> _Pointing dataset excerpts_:
_ _ _ _ _ _ _

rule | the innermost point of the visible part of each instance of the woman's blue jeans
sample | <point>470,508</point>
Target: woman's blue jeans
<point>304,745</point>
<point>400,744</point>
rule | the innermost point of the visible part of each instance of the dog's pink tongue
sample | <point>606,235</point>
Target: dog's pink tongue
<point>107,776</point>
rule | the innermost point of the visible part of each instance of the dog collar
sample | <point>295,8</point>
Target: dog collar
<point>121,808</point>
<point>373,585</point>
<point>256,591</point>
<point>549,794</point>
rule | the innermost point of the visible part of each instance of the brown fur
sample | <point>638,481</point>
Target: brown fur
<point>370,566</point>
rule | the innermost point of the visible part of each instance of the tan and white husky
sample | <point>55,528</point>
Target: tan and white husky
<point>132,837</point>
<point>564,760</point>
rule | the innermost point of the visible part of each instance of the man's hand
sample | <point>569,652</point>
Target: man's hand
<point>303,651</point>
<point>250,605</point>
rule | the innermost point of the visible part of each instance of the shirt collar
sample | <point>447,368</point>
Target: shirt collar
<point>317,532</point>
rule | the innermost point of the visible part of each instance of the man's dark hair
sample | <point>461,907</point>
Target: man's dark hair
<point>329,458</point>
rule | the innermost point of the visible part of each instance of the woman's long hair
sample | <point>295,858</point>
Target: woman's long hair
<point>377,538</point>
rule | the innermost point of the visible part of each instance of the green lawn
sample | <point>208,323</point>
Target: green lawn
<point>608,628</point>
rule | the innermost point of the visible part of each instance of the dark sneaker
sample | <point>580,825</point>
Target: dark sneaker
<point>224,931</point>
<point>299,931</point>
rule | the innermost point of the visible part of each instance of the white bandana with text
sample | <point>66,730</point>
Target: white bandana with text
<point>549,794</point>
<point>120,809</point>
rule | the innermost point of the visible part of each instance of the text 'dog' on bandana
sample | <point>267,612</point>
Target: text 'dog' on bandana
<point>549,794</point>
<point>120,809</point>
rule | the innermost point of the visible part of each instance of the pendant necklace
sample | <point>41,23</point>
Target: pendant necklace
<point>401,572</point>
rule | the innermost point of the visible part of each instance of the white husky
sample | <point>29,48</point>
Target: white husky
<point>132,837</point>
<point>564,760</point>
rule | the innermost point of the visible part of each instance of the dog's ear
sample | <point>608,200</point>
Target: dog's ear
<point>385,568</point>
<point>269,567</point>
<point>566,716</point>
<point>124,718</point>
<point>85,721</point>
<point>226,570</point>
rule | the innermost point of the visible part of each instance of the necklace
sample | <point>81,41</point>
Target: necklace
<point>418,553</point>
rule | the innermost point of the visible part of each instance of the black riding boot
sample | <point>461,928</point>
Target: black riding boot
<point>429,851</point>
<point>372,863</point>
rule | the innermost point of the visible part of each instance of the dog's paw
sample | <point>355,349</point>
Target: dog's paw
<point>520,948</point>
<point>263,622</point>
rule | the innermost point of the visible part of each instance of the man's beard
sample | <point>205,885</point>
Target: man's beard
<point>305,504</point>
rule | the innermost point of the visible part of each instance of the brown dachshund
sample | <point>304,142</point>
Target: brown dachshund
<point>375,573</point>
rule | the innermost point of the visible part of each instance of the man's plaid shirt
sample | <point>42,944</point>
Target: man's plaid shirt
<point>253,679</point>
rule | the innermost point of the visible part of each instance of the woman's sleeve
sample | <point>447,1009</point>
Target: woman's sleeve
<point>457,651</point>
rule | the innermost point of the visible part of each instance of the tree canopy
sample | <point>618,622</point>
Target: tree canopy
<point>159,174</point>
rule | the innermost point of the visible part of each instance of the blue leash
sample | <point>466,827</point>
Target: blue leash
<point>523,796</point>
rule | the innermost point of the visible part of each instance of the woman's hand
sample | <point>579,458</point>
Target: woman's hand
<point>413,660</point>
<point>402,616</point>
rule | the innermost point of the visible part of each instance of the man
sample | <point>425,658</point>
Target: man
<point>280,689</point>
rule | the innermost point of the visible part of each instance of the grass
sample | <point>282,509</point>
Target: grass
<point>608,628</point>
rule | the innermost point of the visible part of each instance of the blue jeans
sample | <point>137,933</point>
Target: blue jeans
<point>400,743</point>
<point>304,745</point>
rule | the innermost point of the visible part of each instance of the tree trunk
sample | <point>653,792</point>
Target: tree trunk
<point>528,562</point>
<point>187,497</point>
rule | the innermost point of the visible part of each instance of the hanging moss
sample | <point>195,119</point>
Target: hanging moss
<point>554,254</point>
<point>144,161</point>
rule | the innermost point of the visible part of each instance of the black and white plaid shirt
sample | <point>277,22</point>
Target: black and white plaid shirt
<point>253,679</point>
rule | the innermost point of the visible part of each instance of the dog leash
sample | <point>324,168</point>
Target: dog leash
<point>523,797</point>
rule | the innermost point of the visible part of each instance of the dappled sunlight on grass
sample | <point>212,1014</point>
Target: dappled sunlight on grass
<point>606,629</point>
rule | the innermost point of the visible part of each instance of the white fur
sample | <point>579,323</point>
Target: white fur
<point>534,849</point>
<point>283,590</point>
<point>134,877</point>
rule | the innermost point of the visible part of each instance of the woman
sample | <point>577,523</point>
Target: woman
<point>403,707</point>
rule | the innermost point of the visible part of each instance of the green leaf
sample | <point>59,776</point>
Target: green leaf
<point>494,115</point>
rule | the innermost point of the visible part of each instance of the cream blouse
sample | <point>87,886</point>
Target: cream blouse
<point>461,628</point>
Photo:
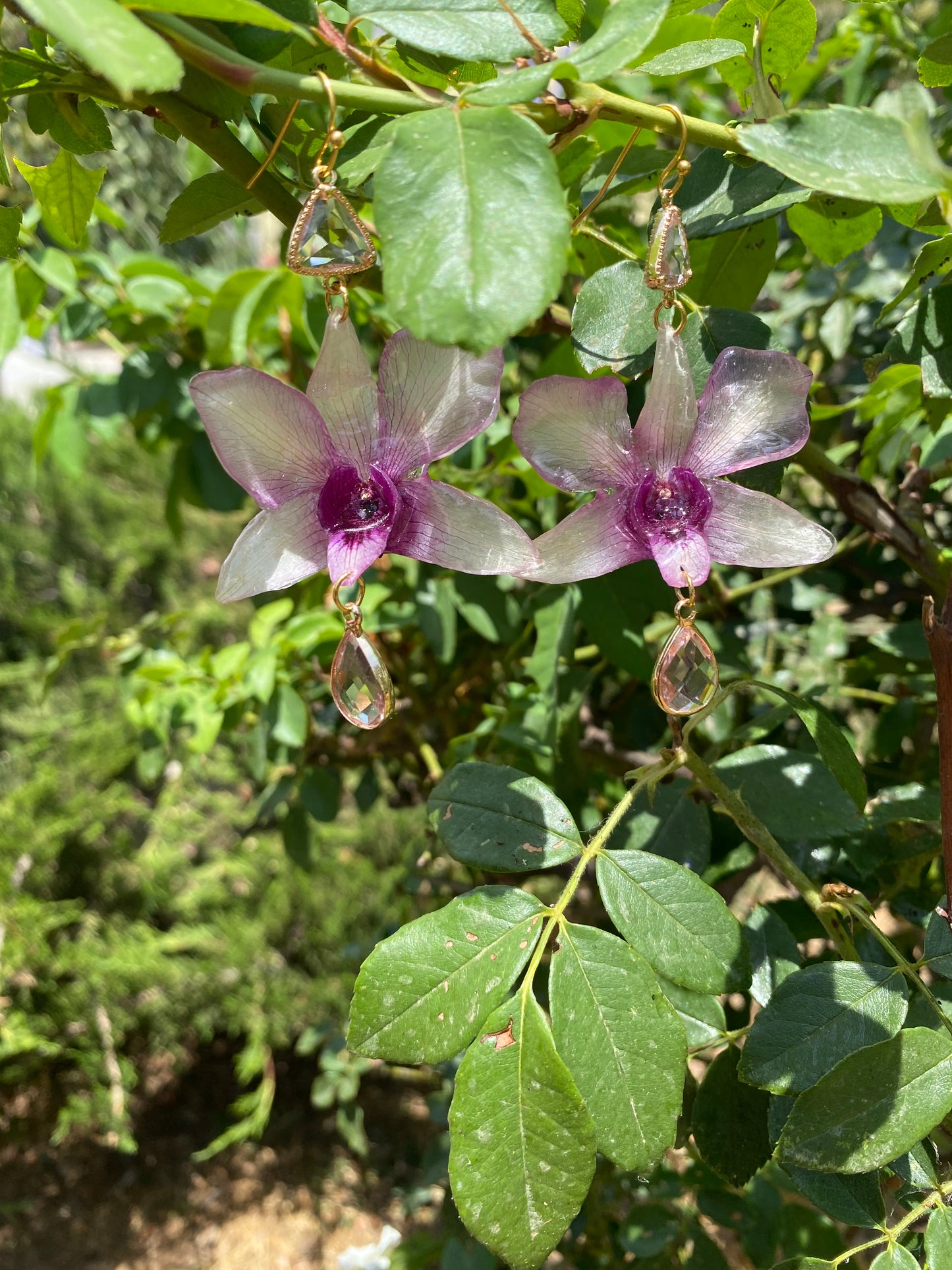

_ _ _ _ _ _ _

> _What the task requires_: Could you rescale the stretch of records from the line containing "the blue leash" through the line containing "<point>280,689</point>" by rewriting every line of it with each answer coordinate multiplied by 0.5 and rounded to a whole number, halves up, while every other number stays unchanged?

> _Result_:
rule | the innermost point of the visible part of each instance of the blue leash
sample | <point>466,827</point>
Target: blue leash
<point>262,398</point>
rule | the innermost point of the visible part of each instance of the woman's hand
sample | <point>579,458</point>
Target: woman's hand
<point>207,330</point>
<point>201,308</point>
rule | the innermost point of the visible part of each instance of the man
sample | <point>425,658</point>
Target: man
<point>140,345</point>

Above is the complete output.